Exercise material
+ + +
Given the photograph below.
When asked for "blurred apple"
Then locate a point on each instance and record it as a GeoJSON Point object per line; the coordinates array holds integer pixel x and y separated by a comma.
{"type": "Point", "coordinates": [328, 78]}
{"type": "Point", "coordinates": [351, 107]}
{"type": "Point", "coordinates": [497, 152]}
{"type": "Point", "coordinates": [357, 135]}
+ + +
Short exercise
Rescale the lines above by writing them all out again, requests included, with every coordinate in the answers multiplied by 2.25 and rounded to a whole number, halves rounded up.

Task solution
Given the photograph below.
When asked for "blurred apple"
Then locate a point on each instance and record it as a GeoJSON Point object per line; the coordinates array holds integer pixel x and y separated by a comma.
{"type": "Point", "coordinates": [738, 176]}
{"type": "Point", "coordinates": [790, 241]}
{"type": "Point", "coordinates": [1118, 342]}
{"type": "Point", "coordinates": [803, 304]}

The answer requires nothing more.